#### Problem set:
A – In the text on how clinicians can support patients with OCD, what should patients be shown so they can see that instruments were sterilized?
B – Write what follows the last bullet in the text on how clinicians can support patients with OCD.

#### Text under study:
How clinicians can play a role

As clinicians, we need to be cognizant and nonjudgmental of those with OCD. We should make every attempt to allay fears and instill trust in our practices and our profession. Obviously, this is a condition not easily remedied, but here are some helpful suggestions.

  • Review the patient’s health history and make note of any indication or reference to depression, anxiety, or large gaps in treatment visits. Any of these may be a red flag that the patient has concerns, albeit COVID-related or OCD in general.
  • Take the time to explain the stringent protocols in place in the office. This ensures they’re aware of how instruments are autoclaved, the professional strength products you use for operatory cleansing, and the ongoing training you receive as a dental hygienist.
  • Allow your patients to observe you washing your hands and donning a fresh mask, gown, and gloves.
  • Keep your PPE stain free.
  • Show patients the unopened, sterilized package with the steam indicator.
  • Let them know that prophy cups and saliva ejectors are disposable, as are the anesthetic needles.

#### Data for analysis:
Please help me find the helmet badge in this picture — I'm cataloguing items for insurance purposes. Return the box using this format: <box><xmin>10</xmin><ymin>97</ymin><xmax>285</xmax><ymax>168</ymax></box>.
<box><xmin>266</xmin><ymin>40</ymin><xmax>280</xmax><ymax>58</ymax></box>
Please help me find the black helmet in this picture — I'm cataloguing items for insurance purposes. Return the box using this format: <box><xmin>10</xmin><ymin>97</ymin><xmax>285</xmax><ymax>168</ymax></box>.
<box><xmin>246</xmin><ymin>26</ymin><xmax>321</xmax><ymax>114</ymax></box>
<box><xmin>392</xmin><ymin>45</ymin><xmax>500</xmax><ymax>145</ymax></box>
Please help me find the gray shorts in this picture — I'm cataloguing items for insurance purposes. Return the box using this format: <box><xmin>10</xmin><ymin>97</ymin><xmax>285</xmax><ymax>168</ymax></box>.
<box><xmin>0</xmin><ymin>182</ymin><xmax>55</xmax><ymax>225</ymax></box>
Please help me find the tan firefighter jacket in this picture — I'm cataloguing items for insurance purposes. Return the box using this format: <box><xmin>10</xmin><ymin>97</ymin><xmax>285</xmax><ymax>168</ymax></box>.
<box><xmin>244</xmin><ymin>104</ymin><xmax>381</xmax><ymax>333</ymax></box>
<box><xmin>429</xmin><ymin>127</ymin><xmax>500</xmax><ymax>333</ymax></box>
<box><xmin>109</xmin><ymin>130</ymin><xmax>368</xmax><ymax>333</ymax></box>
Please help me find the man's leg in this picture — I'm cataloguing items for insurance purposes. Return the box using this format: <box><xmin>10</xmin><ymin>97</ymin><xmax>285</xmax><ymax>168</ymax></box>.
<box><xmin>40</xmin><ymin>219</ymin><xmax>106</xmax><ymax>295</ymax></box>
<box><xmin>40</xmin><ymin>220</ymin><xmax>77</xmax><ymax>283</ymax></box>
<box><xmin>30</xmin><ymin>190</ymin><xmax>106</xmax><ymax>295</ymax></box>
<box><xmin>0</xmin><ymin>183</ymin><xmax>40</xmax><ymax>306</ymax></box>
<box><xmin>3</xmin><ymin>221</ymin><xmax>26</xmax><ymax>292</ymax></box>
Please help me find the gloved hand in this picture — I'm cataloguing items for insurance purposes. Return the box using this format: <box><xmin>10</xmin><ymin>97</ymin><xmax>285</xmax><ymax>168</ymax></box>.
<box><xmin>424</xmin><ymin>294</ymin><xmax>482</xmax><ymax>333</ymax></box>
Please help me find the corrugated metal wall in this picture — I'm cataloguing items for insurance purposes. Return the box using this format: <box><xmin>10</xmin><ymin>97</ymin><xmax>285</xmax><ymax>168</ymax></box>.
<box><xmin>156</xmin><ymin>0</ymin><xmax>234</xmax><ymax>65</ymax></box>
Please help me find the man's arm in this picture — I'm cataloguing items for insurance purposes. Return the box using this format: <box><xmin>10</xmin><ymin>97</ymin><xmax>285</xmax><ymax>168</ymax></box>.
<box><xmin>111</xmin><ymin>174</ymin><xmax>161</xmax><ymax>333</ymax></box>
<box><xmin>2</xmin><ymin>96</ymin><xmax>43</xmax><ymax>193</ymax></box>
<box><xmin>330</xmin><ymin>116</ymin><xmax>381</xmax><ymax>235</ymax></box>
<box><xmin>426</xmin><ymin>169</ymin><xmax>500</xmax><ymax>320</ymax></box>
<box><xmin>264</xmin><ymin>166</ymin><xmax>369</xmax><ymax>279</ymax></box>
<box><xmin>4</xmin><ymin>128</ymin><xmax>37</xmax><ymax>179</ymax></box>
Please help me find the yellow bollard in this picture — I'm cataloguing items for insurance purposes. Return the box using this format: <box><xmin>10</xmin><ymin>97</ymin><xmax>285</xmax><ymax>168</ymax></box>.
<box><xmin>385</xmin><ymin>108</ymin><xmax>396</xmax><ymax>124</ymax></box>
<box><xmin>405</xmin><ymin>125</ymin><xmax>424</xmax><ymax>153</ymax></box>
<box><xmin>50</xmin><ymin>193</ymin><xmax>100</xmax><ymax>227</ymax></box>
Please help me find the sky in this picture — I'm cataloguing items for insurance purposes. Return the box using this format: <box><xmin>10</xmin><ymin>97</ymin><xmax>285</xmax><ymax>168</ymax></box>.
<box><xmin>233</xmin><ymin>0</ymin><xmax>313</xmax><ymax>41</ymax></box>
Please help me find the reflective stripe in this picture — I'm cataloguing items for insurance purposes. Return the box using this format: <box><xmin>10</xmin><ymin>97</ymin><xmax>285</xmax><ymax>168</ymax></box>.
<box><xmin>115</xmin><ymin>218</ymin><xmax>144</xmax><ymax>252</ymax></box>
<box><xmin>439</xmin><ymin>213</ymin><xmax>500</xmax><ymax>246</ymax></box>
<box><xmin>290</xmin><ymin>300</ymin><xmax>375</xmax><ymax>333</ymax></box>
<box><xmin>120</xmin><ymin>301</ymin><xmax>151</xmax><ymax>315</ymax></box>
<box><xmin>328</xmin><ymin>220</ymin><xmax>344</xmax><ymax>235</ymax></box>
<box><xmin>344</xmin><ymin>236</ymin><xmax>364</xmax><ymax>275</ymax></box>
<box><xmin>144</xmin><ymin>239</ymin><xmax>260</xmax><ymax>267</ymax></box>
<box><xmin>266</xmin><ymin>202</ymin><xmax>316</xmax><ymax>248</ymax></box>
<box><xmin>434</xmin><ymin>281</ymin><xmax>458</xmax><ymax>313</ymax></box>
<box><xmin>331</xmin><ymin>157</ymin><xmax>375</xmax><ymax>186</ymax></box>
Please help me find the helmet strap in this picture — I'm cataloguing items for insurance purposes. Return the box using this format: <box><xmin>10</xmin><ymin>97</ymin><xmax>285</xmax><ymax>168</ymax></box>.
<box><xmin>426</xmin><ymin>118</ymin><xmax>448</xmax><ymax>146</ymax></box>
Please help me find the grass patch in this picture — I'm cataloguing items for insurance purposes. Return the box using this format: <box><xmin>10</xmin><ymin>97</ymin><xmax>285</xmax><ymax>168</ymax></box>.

#### Answers per task:
A – The unopened, sterilized package with the steam indicator.

B –
  • Ensure the operatory looks and smells fresh and clean. Make sure all surfaces are covered.
  • Important: Make sure the underside of your “over the chest” delivery system is clean with no rust, residue, or bioburden (blood). I recommend you recline in your own chair from time to time to see what your patients see. This includes the A/C vents and the ceiling.

While your patients will undoubtedly still have concerns, you can tell them that you’ve taken every precaution to ensure their safety.

As we move forward into what we hope is a post-COVID period, history reminds us that other COVID variants are coming. Our responsibility is to stay abreast of the latest recommendations for our patients and our own safety. In doing so, all of our patients can be comforted by the safety measures we implement.